> SET EXERCISE: Copy every line of the records below word for word, leaving out the pictures.
========
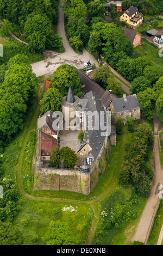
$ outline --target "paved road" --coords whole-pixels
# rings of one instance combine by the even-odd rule
[[[157,245],[161,245],[162,241],[163,240],[163,224],[162,225],[161,229],[160,230],[159,239],[157,242]]]
[[[60,2],[60,5],[62,4],[62,3]],[[70,46],[65,31],[64,13],[60,7],[59,8],[58,30],[59,35],[62,38],[65,52],[58,53],[53,51],[45,51],[43,54],[46,57],[46,60],[32,64],[33,70],[37,76],[45,74],[52,75],[57,68],[65,64],[82,69],[84,68],[84,62],[90,61],[92,65],[95,64],[96,67],[98,66],[98,62],[85,48],[83,47],[83,54],[78,54]]]
[[[155,194],[157,186],[159,183],[163,184],[163,170],[161,170],[160,163],[158,138],[158,131],[160,125],[160,120],[156,116],[154,119],[154,134],[155,137],[154,145],[155,163],[154,177],[149,197],[141,217],[137,230],[132,239],[132,241],[141,241],[145,242],[150,223],[151,223],[151,220],[152,220],[153,215],[157,204],[158,196]]]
========
> EXERCISE RESPONSE:
$ outline --target "paved road" --coords whole-pixels
# rings of one instance combine by the even-odd rule
[[[157,245],[161,245],[162,241],[163,240],[163,224],[162,225],[161,229],[160,230],[159,239],[157,242]]]
[[[60,2],[60,5],[62,4],[62,3]],[[70,46],[65,31],[64,13],[60,7],[59,8],[58,30],[59,35],[62,38],[65,52],[58,53],[53,51],[45,51],[43,54],[46,57],[46,60],[32,64],[33,70],[37,76],[45,74],[52,75],[57,68],[65,64],[82,69],[84,68],[84,62],[90,61],[92,65],[95,64],[96,67],[98,66],[98,62],[85,48],[83,47],[83,54],[78,54]]]
[[[155,194],[157,186],[159,183],[163,184],[163,170],[161,170],[160,163],[158,138],[158,131],[160,125],[160,120],[156,116],[154,119],[154,134],[155,137],[154,145],[155,163],[154,177],[149,197],[141,217],[137,230],[132,239],[132,241],[141,241],[145,242],[150,223],[151,223],[151,220],[152,220],[153,215],[157,204],[158,196]]]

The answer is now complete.